◆ Exercise description: Identify each line in the entries below that contains the word "clicks", and copy those lines out.

◆ Records contained in a dataset:
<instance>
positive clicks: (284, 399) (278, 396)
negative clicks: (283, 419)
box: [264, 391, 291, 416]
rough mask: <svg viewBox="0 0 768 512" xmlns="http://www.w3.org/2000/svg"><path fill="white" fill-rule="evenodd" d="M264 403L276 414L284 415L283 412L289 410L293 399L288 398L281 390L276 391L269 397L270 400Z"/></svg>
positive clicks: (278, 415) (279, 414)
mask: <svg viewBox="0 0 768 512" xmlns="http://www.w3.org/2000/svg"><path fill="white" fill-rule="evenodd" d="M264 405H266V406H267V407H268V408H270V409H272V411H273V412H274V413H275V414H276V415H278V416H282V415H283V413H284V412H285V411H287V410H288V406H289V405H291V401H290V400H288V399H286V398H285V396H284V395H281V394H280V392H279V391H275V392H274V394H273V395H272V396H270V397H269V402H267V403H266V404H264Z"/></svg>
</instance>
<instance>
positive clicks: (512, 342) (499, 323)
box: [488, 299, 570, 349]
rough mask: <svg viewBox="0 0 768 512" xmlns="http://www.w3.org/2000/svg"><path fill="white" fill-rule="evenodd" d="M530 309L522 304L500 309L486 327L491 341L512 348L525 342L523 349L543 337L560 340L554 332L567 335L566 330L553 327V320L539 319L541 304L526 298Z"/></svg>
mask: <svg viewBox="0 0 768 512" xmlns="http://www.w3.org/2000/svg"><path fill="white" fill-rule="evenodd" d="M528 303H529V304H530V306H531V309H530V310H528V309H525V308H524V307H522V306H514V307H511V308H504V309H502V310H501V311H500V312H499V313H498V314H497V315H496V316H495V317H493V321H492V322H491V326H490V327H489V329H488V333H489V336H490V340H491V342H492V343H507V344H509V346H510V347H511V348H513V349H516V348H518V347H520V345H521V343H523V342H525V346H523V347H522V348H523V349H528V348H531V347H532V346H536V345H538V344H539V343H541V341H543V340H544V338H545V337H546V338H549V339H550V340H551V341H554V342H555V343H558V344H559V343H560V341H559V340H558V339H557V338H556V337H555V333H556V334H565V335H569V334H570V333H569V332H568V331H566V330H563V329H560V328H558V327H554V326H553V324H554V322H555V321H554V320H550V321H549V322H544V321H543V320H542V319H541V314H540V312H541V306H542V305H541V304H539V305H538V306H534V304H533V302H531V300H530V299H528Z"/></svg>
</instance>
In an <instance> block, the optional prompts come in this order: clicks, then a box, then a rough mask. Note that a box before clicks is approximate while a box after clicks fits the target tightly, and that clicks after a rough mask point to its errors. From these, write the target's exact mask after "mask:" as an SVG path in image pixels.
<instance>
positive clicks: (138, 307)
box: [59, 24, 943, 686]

◆ Written response:
positive clicks: (284, 399) (278, 396)
negative clicks: (283, 419)
positive clicks: (278, 415) (279, 414)
positive clicks: (512, 342) (499, 323)
In an <instance> block, the optional prompts come in this order: clicks, then a box, then a rough mask. Note that a box before clicks is approximate while a box after clicks fits the target tightly, and that clicks after a rough mask point to its errors. From these, write the target's exact mask after "mask:" as an SVG path in image pixels.
positive clicks: (138, 307)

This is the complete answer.